WRITTEN TASKS:
1. According to the statute excerpt on remedies for failure to pay, what fee is assessed when a defendant fails to pay within 30 days?
2. Write the next part of the statute excerpt on remedies for failure to pay, picking up after its final sentence.

DOCUMENT SEGMENT:
——————

Sec. 2.  4 V.S.A. § 1109 is added to read:

§ 1109.  REMEDIES FOR FAILURE TO PAY

(a)  As used in this section:

(1)  “Amount due” means all financial assessments contained in a judicial bureau judgment, including penalties, fines, surcharges, court costs, and any other assessment authorized by law.

(2)  “Designated collection agency” means a collection agency designated by the court administrator.

(3)  “Designated credit bureau” means a credit bureau designated by the court administrator or the court administrator’s designee.

(b)  A judicial bureau judgment shall provide notice that a $15.00 fee shall be assessed for failure to pay within 30 days.  If the defendant fails to pay the amount due within 30 days, the fee shall be added to the judgment amount and deposited in the court technology special fund established pursuant to section 27 of this title.

(c)  Civil contempt proceedings.  If an amount due remains unpaid for 75 days after the judicial bureau provides the defendant with a notice of judgment, the judicial bureau may initiate civil contempt proceedings pursuant to this subsection.

(1)  Notice of hearing.  The judicial bureau shall provide notice by first class mail sent to the defendant’s last known address that a contempt hearing will be held pursuant to this subsection, and that failure to appear at the contempt hearing may result in the sanctions listed in subdivision (2) of this subsection.

(2)  Failure to appear.  If the defendant fails to appear at the contempt hearing, the hearing officer may direct the clerk of the judicial bureau to:

(A)  cause the matter to be reported to one or more designated credit bureaus; or

(B)  refer the matter to district court for contempt proceedings.

(3)  Hearing.  The hearing shall be conducted in a summary manner.  The hearing officer shall examine the defendant and any other witnesses and may require the defendant to produce documents relevant to the defendant’s ability to pay the amount due.  The state or municipality shall not be a party except with the permission of the hearing officer.  The defendant may be represented by counsel at the defendant’s own expense.

(4)  Contempt.

(A)  The hearing officer may conclude that the defendant is in contempt if the hearing officer states in written findings a factual basis for concluding that:

(i)  the defendant knew or reasonably should have known that he or she owed an amount due on a judicial bureau judgment;

(ii)  the defendant had the ability to pay all or any portion of the amount due; and

(iii)  the defendant failed to pay all or any portion of the amount due.

(B)  In the contempt order, the hearing officer may do one or more of the following:

(i)  Set a date by which the defendant shall pay the amount due.

(ii)  Assess an additional penalty not to exceed ten percent of the amount due.

(iii)  Direct the clerk of the judicial bureau to cause the matter to be reported to one or more designated credit bureaus.  The court administrator or the court administrator’s designee is authorized to contract with one or more credit bureaus for the purpose of reporting information about unpaid judicial bureau judgments.

(iv)  Recommend that the district court incarcerate the defendant until the amount due is paid.  If incarceration is recommended pursuant to this subdivision (4), the judicial bureau shall notify the district court that contempt proceedings should be commenced against the defendant.  The district court proceedings shall be de novo.  If the defendant cannot afford counsel for the contempt proceedings in district court, the defender general shall assign counsel at the defender general’s expense.

(d)  Collections.

(1)  If an amount due remains unpaid after the issuance of a notice of judgment, the court administrator may authorize the clerk of the judicial bureau to refer the matter to a designated collection agency.

——————

(Records pointing to named objects)
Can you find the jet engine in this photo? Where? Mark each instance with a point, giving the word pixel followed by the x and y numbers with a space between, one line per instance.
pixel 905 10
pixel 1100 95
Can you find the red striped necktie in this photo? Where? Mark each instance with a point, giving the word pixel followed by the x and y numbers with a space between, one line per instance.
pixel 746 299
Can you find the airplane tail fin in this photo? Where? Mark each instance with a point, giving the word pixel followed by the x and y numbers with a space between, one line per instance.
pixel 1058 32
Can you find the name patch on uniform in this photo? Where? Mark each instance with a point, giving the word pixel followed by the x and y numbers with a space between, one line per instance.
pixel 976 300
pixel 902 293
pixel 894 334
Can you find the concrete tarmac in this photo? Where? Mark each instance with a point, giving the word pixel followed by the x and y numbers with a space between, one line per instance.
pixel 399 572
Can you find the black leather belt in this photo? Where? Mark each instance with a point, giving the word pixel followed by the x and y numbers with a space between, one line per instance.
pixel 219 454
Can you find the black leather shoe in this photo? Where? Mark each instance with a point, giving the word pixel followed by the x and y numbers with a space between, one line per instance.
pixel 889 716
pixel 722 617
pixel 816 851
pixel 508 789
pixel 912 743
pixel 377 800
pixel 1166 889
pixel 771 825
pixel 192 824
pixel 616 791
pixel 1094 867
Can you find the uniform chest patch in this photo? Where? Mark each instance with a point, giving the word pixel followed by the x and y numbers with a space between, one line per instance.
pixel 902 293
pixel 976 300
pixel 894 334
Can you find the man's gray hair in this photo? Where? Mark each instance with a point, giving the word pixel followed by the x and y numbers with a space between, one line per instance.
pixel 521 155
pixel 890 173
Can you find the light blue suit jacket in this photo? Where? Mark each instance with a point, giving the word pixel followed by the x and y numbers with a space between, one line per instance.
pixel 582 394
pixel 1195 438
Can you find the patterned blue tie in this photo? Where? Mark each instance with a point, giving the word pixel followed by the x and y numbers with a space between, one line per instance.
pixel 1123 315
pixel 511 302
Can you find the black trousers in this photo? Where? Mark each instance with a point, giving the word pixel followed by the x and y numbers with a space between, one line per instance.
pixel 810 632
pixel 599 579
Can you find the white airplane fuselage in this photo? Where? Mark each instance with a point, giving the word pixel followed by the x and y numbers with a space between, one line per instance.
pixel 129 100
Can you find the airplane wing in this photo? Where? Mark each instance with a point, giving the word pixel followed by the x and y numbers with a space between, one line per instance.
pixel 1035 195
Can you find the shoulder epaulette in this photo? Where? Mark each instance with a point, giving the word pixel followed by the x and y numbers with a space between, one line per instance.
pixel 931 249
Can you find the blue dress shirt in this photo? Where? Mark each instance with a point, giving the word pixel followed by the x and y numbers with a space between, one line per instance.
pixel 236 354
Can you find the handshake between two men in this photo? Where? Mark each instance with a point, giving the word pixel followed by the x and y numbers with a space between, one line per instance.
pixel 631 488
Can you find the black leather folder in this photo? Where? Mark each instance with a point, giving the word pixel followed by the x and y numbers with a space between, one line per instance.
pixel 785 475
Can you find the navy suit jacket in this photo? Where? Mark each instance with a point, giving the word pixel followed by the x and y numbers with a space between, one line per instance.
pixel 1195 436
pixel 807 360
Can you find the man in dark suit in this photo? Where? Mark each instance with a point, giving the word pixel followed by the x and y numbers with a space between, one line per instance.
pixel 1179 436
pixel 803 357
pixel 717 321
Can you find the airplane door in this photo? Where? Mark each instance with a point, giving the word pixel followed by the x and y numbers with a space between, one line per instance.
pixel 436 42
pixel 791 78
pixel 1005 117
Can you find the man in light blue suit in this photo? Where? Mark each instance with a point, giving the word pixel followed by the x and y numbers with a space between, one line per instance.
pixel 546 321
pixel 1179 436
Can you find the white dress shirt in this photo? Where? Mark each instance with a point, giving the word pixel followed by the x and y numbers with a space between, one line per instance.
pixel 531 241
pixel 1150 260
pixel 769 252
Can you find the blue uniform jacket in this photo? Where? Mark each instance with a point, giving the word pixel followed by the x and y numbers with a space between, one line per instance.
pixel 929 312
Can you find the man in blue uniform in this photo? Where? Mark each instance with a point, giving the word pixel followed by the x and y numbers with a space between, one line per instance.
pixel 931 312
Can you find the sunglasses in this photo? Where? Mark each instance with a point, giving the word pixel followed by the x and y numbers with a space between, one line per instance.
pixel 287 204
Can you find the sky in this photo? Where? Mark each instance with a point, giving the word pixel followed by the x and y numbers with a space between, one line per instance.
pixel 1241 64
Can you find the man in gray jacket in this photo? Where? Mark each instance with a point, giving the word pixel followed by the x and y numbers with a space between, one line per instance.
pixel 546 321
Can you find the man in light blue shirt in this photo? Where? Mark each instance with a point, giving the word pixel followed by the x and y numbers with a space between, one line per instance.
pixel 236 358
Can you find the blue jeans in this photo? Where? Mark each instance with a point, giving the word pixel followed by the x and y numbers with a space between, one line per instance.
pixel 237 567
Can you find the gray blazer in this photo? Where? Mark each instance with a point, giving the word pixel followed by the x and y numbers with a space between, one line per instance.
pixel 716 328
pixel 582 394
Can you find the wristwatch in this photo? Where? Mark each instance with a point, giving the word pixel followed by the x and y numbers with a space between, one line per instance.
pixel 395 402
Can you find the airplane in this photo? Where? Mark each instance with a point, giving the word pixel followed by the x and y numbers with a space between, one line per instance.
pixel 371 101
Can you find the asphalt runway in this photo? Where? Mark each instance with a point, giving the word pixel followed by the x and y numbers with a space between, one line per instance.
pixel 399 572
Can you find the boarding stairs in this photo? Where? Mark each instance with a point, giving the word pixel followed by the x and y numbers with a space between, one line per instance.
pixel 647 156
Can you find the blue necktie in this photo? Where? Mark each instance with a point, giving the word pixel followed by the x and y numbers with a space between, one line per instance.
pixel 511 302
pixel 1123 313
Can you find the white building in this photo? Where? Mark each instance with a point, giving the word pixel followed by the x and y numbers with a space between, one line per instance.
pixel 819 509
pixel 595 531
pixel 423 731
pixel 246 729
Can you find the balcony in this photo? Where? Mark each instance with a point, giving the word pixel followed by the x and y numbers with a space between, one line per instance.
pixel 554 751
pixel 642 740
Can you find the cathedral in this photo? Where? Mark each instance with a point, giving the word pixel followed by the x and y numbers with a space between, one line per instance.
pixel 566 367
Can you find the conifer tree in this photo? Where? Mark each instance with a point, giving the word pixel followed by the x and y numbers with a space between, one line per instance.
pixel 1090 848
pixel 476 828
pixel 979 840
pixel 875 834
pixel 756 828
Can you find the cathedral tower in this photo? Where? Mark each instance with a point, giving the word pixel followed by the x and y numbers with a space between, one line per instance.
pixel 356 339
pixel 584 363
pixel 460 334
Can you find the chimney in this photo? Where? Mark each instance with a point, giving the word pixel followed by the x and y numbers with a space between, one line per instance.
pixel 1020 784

——————

THE ANSWERS:
1. $15.00

2.
(2)  The court administrator or the court administrator’s designee is authorized to contract with one or more collection agencies for the purpose of collecting unpaid judicial bureau judgments pursuant to 13 V.S.A. § 7171.

(e)  For purposes of civil contempt proceedings, venue shall be statewide.

(f)  Notwithstanding 32 V.S.A. § 502, the court administrator is authorized to contract with a third party to collect fines, penalties, and fees by credit card, debit card, charge card, prepaid card, stored value card, and direct bank account withdrawals or transfers, as authorized by 32 V.S.A. § 583, and to add on and collect, or charge against collections, a processing charge in an amount approved by the court administrator.

Sec. 3.  4 V.S.A. § 1110 is added to read:

§ 1110.  Licenses or governmental contracts

(a)  As used in this section:

(1)  “Agency” means any unit of state government, including agencies, departments, boards, commissions, authorities, or public corporations.

(2)  “Contract” means a contract for the provision of goods, services, or real estate space.

(3)  “License” means any license, certification or registration issued by an agency to conduct a trade or business, including a license to practice a profession or occupation, or a license required to engage in recreational activities, including licenses to hunt, fish, or trap.

(b)  Every applicant for a license shall sign a statement that the applicant is in good standing with respect to any unpaid judgment issued by the judicial bureau or district court for fines or penalties for a violation or criminal offense.  A license may not be issued or renewed without such a statement.

(c)  No agency shall enter into, extend, or renew any contract unless the person submits a statement that the person is in good standing with respect to any unpaid judgment issued by the judicial bureau or district court for fines or penalties for a violation or criminal offense as of the date the contract is made.

(d)  For the purposes of this section, a person is in good standing with respect to any unpaid judgment issued by the judicial bureau or district court for fines or penalties for a violation or criminal offense if:

(1)  60 days or fewer have elapsed since the date a judgment was issued; or

(2)  the person is in compliance with a repayment plan approved by the judiciary.

Sec. 4.  13 V.S.A. § 7171 is amended to read:

§ 7171.  Collection by complaint, information, or indictment

(a)  Fines, forfeitures, and penalties incurred or imposed by statute may be recovered by complaint, information, or indictment, unless some other mode of recovery is specially provided.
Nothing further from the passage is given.